> **Work request**: Please format the lines below as a numbered list, omitting blank lines and leaving the pictures out.

▼

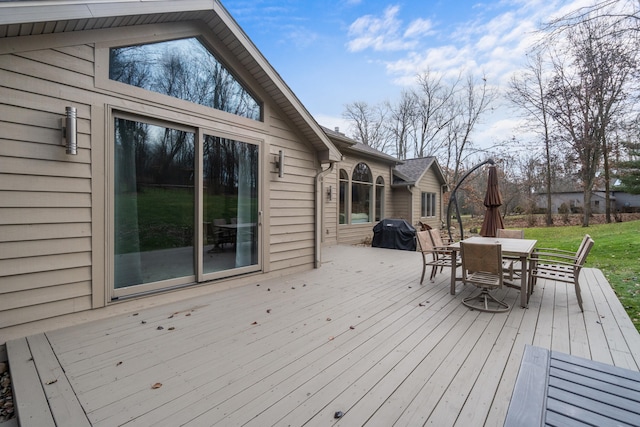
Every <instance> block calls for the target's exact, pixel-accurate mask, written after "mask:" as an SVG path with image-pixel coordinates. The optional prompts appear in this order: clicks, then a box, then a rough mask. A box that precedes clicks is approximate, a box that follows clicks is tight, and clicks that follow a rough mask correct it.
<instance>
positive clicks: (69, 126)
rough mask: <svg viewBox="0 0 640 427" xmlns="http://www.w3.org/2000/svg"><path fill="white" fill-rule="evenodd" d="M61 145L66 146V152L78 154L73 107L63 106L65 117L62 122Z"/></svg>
mask: <svg viewBox="0 0 640 427" xmlns="http://www.w3.org/2000/svg"><path fill="white" fill-rule="evenodd" d="M62 138H63V139H64V141H63V145H64V146H66V147H67V154H72V155H76V154H78V121H77V112H76V109H75V108H74V107H66V108H65V117H64V121H63V123H62Z"/></svg>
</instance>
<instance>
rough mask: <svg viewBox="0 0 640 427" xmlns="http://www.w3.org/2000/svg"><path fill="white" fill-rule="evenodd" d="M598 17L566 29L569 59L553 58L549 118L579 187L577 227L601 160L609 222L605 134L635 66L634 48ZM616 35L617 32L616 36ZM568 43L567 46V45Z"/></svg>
mask: <svg viewBox="0 0 640 427" xmlns="http://www.w3.org/2000/svg"><path fill="white" fill-rule="evenodd" d="M612 28H615V25H613V26H612V25H611V24H608V23H606V22H605V21H604V20H585V21H584V22H583V23H581V24H576V25H575V26H574V27H572V28H569V29H567V30H566V35H567V45H566V46H564V47H563V51H564V52H567V51H568V55H569V58H570V62H569V63H568V62H567V60H561V59H560V58H559V55H556V56H555V57H554V65H555V72H556V77H555V79H554V88H553V91H552V92H551V98H550V100H551V102H552V103H553V105H554V119H555V121H556V123H557V124H558V125H559V126H560V128H561V129H562V130H563V131H564V135H565V136H566V137H567V138H565V140H567V141H569V142H570V145H571V146H572V148H573V151H574V155H575V158H576V159H577V160H578V163H579V167H580V178H581V180H582V183H583V185H584V196H585V199H584V203H585V214H584V218H583V226H588V225H589V215H590V213H591V191H592V189H593V186H594V183H595V178H596V173H597V172H598V169H599V167H600V162H601V161H602V166H603V171H604V177H603V178H604V186H605V191H606V203H605V209H606V211H605V212H606V219H607V222H611V203H610V188H609V185H610V161H609V156H610V151H612V149H613V148H612V143H611V142H610V138H609V136H610V135H612V134H613V131H614V130H615V126H616V125H617V124H618V123H619V122H622V121H624V120H625V114H624V113H625V107H626V106H627V104H626V102H625V101H626V99H627V89H628V86H629V83H630V81H631V78H632V77H633V72H634V71H635V70H637V63H636V59H635V48H633V47H632V46H630V45H629V41H630V39H629V37H627V36H625V35H624V34H625V33H622V32H618V31H611V29H612ZM621 35H623V36H622V37H621ZM567 46H568V47H567Z"/></svg>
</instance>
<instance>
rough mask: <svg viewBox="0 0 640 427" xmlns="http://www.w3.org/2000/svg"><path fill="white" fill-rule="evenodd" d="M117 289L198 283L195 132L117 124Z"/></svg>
mask: <svg viewBox="0 0 640 427" xmlns="http://www.w3.org/2000/svg"><path fill="white" fill-rule="evenodd" d="M114 140H115V161H114V169H115V171H114V174H115V182H114V190H115V198H114V217H115V221H114V222H115V224H114V250H115V253H114V270H115V271H114V287H115V289H120V288H127V287H131V286H137V285H142V284H149V283H153V282H163V281H170V282H168V283H165V285H166V286H171V285H172V284H174V283H175V284H179V283H188V282H189V281H194V276H195V252H194V246H195V245H194V236H195V230H194V224H195V219H194V218H195V193H194V176H195V175H194V172H195V169H194V166H195V133H194V132H190V131H185V130H179V129H174V128H171V127H163V126H158V125H154V124H149V123H144V122H140V121H133V120H127V119H124V118H115V123H114Z"/></svg>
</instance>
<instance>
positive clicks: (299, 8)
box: [221, 0, 591, 146]
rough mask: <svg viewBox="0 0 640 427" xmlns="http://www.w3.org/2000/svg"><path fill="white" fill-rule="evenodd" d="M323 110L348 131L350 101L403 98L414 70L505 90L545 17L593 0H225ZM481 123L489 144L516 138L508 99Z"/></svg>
mask: <svg viewBox="0 0 640 427" xmlns="http://www.w3.org/2000/svg"><path fill="white" fill-rule="evenodd" d="M221 1H222V4H223V5H224V7H225V8H226V9H227V10H228V11H229V12H230V13H231V15H232V16H233V18H234V19H235V20H236V21H237V22H238V24H239V25H240V27H241V28H242V29H243V30H244V31H245V33H247V35H248V36H249V38H250V39H251V40H252V41H253V43H254V44H255V45H256V46H257V47H258V49H259V50H260V51H261V52H262V54H263V55H264V56H265V57H266V59H267V60H268V61H269V62H270V64H271V65H272V66H273V67H274V68H275V70H276V71H277V72H278V73H279V74H280V76H281V77H282V78H283V80H284V81H285V83H286V84H287V85H288V86H289V87H290V88H291V89H292V91H293V93H294V94H295V95H296V96H297V97H298V99H300V101H301V102H302V104H303V105H304V106H305V107H306V109H307V110H308V111H309V112H310V113H311V115H312V116H313V117H314V118H315V119H316V121H317V122H318V123H319V124H321V125H323V126H325V127H328V128H330V129H334V128H335V127H339V128H340V131H341V132H346V133H347V134H349V132H348V122H347V121H346V120H345V119H344V118H343V113H344V110H345V106H346V105H347V104H350V103H353V102H367V103H368V104H371V105H375V104H378V103H381V102H384V101H390V102H395V101H396V100H397V99H398V98H399V96H400V93H401V91H402V90H403V88H408V87H411V86H412V85H414V84H415V82H416V76H417V75H418V74H420V73H422V72H424V71H425V70H427V69H429V70H430V72H432V73H438V74H443V75H446V76H458V75H459V74H460V73H464V74H465V75H466V73H468V72H472V73H473V74H474V75H475V76H477V77H478V78H480V77H482V76H483V75H485V76H486V78H487V82H488V84H489V85H491V86H492V87H493V88H495V89H496V90H497V91H499V93H504V90H505V89H506V87H507V85H508V82H509V80H510V79H511V77H512V76H513V75H514V73H516V72H517V70H518V69H520V68H521V67H522V65H523V63H524V61H525V59H526V53H527V50H528V49H529V47H530V46H531V45H532V43H533V42H534V41H535V40H536V39H537V38H538V37H539V35H538V34H537V33H536V30H537V29H538V28H539V25H540V24H541V23H544V22H548V21H549V19H551V18H552V17H554V16H561V15H563V14H565V13H567V12H569V11H571V10H574V9H576V8H578V7H581V6H586V5H589V4H591V0H495V1H493V0H488V1H485V2H478V1H473V0H453V1H452V0H395V1H394V0H324V1H314V0H221ZM495 106H496V109H495V111H494V112H493V113H491V114H489V115H487V116H485V117H484V119H483V121H482V123H481V125H480V126H479V127H478V128H477V129H476V132H475V136H474V140H475V141H476V143H478V144H479V145H484V146H489V145H493V144H495V143H498V142H501V141H505V140H507V139H511V138H512V137H514V136H515V137H518V128H517V124H518V122H519V120H520V119H519V118H518V117H517V115H516V114H514V112H513V111H512V109H511V108H509V106H508V105H507V104H506V103H505V102H504V101H502V102H499V103H498V104H496V105H495Z"/></svg>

▲

> **Your solution**:
1. Every <instance> block calls for the target's exact, pixel-accurate mask, written after "mask:" as an SVG path with image-pixel coordinates. The optional prompts appear in this order: clicks, then a box, then a rough mask. A box that precedes clicks is approximate, a box that follows clicks is tight, and clicks that follow a rough mask correct it.
2. <instance>
3. positive clicks: (69, 126)
4. rough mask: <svg viewBox="0 0 640 427" xmlns="http://www.w3.org/2000/svg"><path fill="white" fill-rule="evenodd" d="M61 145L66 146V152L78 154L73 107L63 106L65 117L62 122Z"/></svg>
5. mask: <svg viewBox="0 0 640 427" xmlns="http://www.w3.org/2000/svg"><path fill="white" fill-rule="evenodd" d="M62 138H63V139H64V141H63V145H64V146H66V147H67V154H72V155H76V154H78V121H77V112H76V109H75V108H74V107H66V108H65V117H64V121H63V123H62Z"/></svg>
6. </instance>
7. <instance>
8. rough mask: <svg viewBox="0 0 640 427" xmlns="http://www.w3.org/2000/svg"><path fill="white" fill-rule="evenodd" d="M598 17L566 29L569 59L553 58L549 118L579 187L577 227L601 160L609 222L605 134L635 66L634 48ZM616 35L617 32L616 36ZM568 43L567 46V45Z"/></svg>
9. mask: <svg viewBox="0 0 640 427" xmlns="http://www.w3.org/2000/svg"><path fill="white" fill-rule="evenodd" d="M612 28H615V25H613V26H612V25H611V24H608V23H606V22H605V21H604V20H585V21H584V22H583V23H581V24H576V25H575V26H574V27H572V28H569V29H567V30H566V35H567V45H566V46H564V47H563V51H564V52H567V51H568V55H569V58H570V62H569V63H568V62H567V60H561V59H560V58H559V55H556V56H555V57H554V65H555V72H556V77H555V79H554V88H553V91H552V92H551V98H550V100H551V102H552V103H553V105H554V119H555V121H556V123H557V124H558V125H559V126H560V128H561V129H562V130H563V131H564V135H565V136H566V137H567V138H565V140H567V141H569V142H570V145H571V146H572V148H573V151H574V155H575V158H576V159H577V160H578V163H579V167H580V178H581V180H582V183H583V185H584V196H585V199H584V203H585V214H584V218H583V226H588V225H589V215H590V213H591V191H592V189H593V186H594V183H595V178H596V173H597V172H598V169H599V167H600V162H601V161H602V166H603V171H604V177H603V178H604V186H605V191H606V203H605V209H606V211H605V212H606V219H607V222H611V203H610V188H609V185H610V161H609V156H610V151H612V149H613V148H612V143H611V142H610V138H609V136H610V135H612V134H613V131H614V130H615V126H616V125H617V124H618V123H619V122H622V121H624V120H625V114H624V113H625V107H626V106H627V104H626V102H625V101H626V99H627V89H628V86H629V83H630V81H631V78H632V77H633V72H634V71H635V70H637V63H636V59H635V48H633V47H632V46H630V45H629V41H630V39H629V37H627V36H625V35H624V34H625V33H622V32H618V31H611V29H612ZM621 35H623V36H622V37H621ZM567 46H568V47H567Z"/></svg>
10. </instance>
11. <instance>
12. rough mask: <svg viewBox="0 0 640 427" xmlns="http://www.w3.org/2000/svg"><path fill="white" fill-rule="evenodd" d="M117 289L198 283L195 132L117 124Z"/></svg>
13. mask: <svg viewBox="0 0 640 427" xmlns="http://www.w3.org/2000/svg"><path fill="white" fill-rule="evenodd" d="M114 140H115V161H114V169H115V171H114V174H115V182H114V190H115V198H114V217H115V221H114V222H115V224H114V250H115V253H114V270H115V271H114V287H115V289H120V288H127V287H131V286H137V285H142V284H149V283H153V282H163V281H170V282H168V283H165V285H166V286H171V285H172V284H174V283H175V284H179V283H188V282H189V281H194V276H195V252H194V246H195V245H194V236H195V230H194V224H195V219H194V218H195V193H194V176H195V175H194V172H195V169H194V166H195V133H194V132H190V131H185V130H179V129H174V128H171V127H163V126H158V125H154V124H149V123H144V122H140V121H133V120H127V119H124V118H115V123H114Z"/></svg>
14. </instance>
15. <instance>
16. positive clicks: (299, 8)
17. box: [221, 0, 591, 146]
18. rough mask: <svg viewBox="0 0 640 427" xmlns="http://www.w3.org/2000/svg"><path fill="white" fill-rule="evenodd" d="M323 110L348 131L350 101L403 98L414 70L505 90L545 17L593 0H225ZM481 123L489 144L516 138L508 99Z"/></svg>
19. mask: <svg viewBox="0 0 640 427" xmlns="http://www.w3.org/2000/svg"><path fill="white" fill-rule="evenodd" d="M221 1H222V4H223V5H224V7H225V8H226V9H227V10H228V11H229V12H230V13H231V15H232V16H233V18H234V19H235V20H236V21H237V22H238V24H239V25H240V27H241V28H242V29H243V30H244V31H245V33H247V35H248V36H249V38H250V39H251V40H252V41H253V43H254V44H255V45H256V46H257V47H258V49H259V50H260V51H261V52H262V54H263V55H264V56H265V57H266V59H267V60H268V61H269V62H270V64H271V65H272V66H273V67H274V68H275V70H276V71H277V72H278V73H279V74H280V76H281V77H282V78H283V80H284V81H285V83H286V84H287V85H288V86H289V87H290V88H291V89H292V91H293V93H294V94H295V95H296V96H297V97H298V99H300V101H301V102H302V104H303V105H304V106H305V107H306V109H307V110H308V111H309V112H310V113H311V115H312V116H313V117H314V118H315V119H316V121H317V122H318V123H319V124H321V125H323V126H325V127H328V128H330V129H334V128H335V127H339V128H340V131H341V132H346V133H347V134H349V132H348V122H347V121H346V120H345V119H344V118H343V113H344V110H345V106H346V105H347V104H350V103H353V102H367V103H368V104H371V105H375V104H378V103H381V102H384V101H390V102H395V101H396V100H397V99H398V98H399V96H400V93H401V91H402V90H403V88H408V87H411V86H412V85H414V84H415V82H416V76H417V75H418V74H420V73H422V72H424V71H425V70H427V69H429V70H430V72H432V73H438V74H443V75H446V76H458V75H459V74H460V73H464V74H465V75H466V73H468V72H472V73H473V74H474V75H475V76H477V77H478V78H480V77H482V76H483V75H485V76H486V78H487V82H488V84H489V85H491V86H492V87H493V88H495V89H496V90H497V91H499V93H504V90H505V89H506V87H507V85H508V82H509V80H510V79H511V77H512V76H513V75H514V73H516V72H517V70H518V69H520V68H521V67H522V65H523V63H524V61H525V59H526V53H527V50H528V49H529V47H530V46H531V45H532V43H533V42H534V41H535V40H536V39H537V38H538V37H539V35H538V34H537V33H536V30H537V29H538V28H539V25H540V24H541V23H544V22H548V21H549V19H551V18H552V17H554V16H561V15H563V14H565V13H567V12H569V11H571V10H574V9H576V8H578V7H581V6H586V5H589V4H591V0H495V1H493V0H488V1H485V2H478V1H473V0H453V1H452V0H395V1H394V0H324V1H314V0H221ZM495 106H496V109H495V111H494V112H493V113H491V114H489V115H487V116H485V117H484V119H483V121H482V123H481V125H480V126H479V127H478V128H477V129H476V132H475V136H474V140H475V141H476V143H478V144H479V145H484V146H489V145H493V144H495V143H498V142H501V141H505V140H507V139H511V138H512V137H514V136H515V137H518V128H517V124H518V122H519V120H520V119H519V118H518V117H517V115H516V114H514V112H513V111H512V109H511V108H509V106H508V105H507V104H506V103H505V102H504V101H502V102H499V103H498V104H496V105H495Z"/></svg>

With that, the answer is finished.